245 Clinton Ave., Brooklyn, NY 11205
Main: 718.940.5300 Admissions: 718.940.5800
155 W. Roe Blvd., Patchogue, NY 11772
Main: 631.687.5100 Admissions: 631.687.4500
155 W. Roe Blvd., Patchogue, NY 11772 631.687.4514
November 04, 2015
Chances are you've heard of Tyler Clementi. Even if you don't recall where you know the name. In 2010, Clementi, a freshman student at Rutgers University, took his own life. Days before Clementi's suicide, his roommate (Dharun Ravi) secretly filmed Clementi and another man during a private romantic encounter. Ravi posted about the webcam incident on Twitter and urged friends and Twitter followers to watch. This was cyber-bullying. And the repercussions cost a young man his life.
Today, the Tyler Clementi Foundation promotes safe, inclusive and respectful social environments in homes, schools, campuses, churches and the digital world for vulnerable youth, LGBT youth and their allies.
On November 3, Tyler's older brother, James Clementi, visited SJC Brooklyn to talk more about the Foundation, and the #Day1 pledge to end cyber-bullying.
"There are a lot of young people that are being bullied, especially online, and have had Tyler's story struck a chord." — James Clementi (center)
James shared a multimedia presentation with hundreds of SJC Brooklyn underclassmen, student leaders, athletes, and sorority and fraternity members. He shared personal memories of his little brother, Tyler's passion for the violin, riding the unicycle and his enthusiasm for life. James led the hundreds in attendance in identifying and defining classic bullying behavior, and the lasting effects of cyber-bullying.
"Your generation is the first that has to deal with cyberbullying," James said. "There's never a time for victims of cyberbullying to escape [bullying behavior]. It's 24/7."

:: DATA ENTRIES ::
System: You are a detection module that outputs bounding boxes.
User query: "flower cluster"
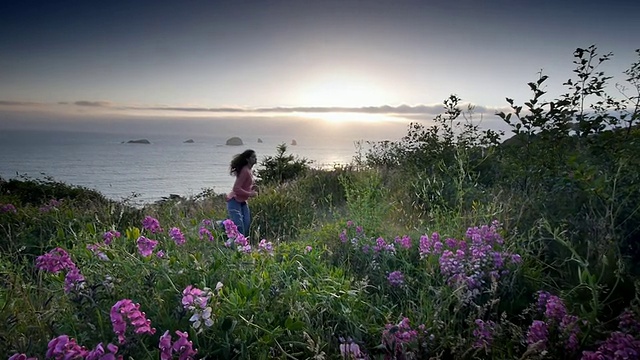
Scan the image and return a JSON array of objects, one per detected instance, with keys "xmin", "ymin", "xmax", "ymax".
[
  {"xmin": 395, "ymin": 235, "xmax": 411, "ymax": 249},
  {"xmin": 102, "ymin": 230, "xmax": 120, "ymax": 245},
  {"xmin": 382, "ymin": 317, "xmax": 418, "ymax": 354},
  {"xmin": 418, "ymin": 232, "xmax": 443, "ymax": 259},
  {"xmin": 46, "ymin": 335, "xmax": 89, "ymax": 359},
  {"xmin": 258, "ymin": 239, "xmax": 273, "ymax": 255},
  {"xmin": 169, "ymin": 227, "xmax": 187, "ymax": 246},
  {"xmin": 199, "ymin": 226, "xmax": 214, "ymax": 241},
  {"xmin": 387, "ymin": 271, "xmax": 404, "ymax": 286},
  {"xmin": 87, "ymin": 244, "xmax": 110, "ymax": 261},
  {"xmin": 158, "ymin": 330, "xmax": 198, "ymax": 360},
  {"xmin": 85, "ymin": 343, "xmax": 122, "ymax": 360},
  {"xmin": 142, "ymin": 216, "xmax": 162, "ymax": 234},
  {"xmin": 527, "ymin": 291, "xmax": 580, "ymax": 352},
  {"xmin": 373, "ymin": 237, "xmax": 396, "ymax": 254},
  {"xmin": 182, "ymin": 282, "xmax": 223, "ymax": 329},
  {"xmin": 340, "ymin": 337, "xmax": 367, "ymax": 360},
  {"xmin": 136, "ymin": 236, "xmax": 158, "ymax": 257},
  {"xmin": 0, "ymin": 204, "xmax": 18, "ymax": 214},
  {"xmin": 110, "ymin": 299, "xmax": 156, "ymax": 344},
  {"xmin": 419, "ymin": 222, "xmax": 521, "ymax": 294},
  {"xmin": 473, "ymin": 319, "xmax": 496, "ymax": 352},
  {"xmin": 36, "ymin": 247, "xmax": 84, "ymax": 292}
]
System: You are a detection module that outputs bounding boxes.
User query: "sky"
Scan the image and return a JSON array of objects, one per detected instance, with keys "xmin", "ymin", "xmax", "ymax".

:: SET TASKS ::
1) In the article on James Clementi's visit to SJC Brooklyn, reproduce verbatim the stretch from "On November 3, Tyler's" through "to end cyber-bullying.".
2) According to the article on James Clementi's visit to SJC Brooklyn, on what date did he visit?

:: SET OF ANSWERS ::
1)
On November 3, Tyler's older brother, James Clementi, visited SJC Brooklyn to talk more about the Foundation, and the #Day1 pledge to end cyber-bullying.

2) November 3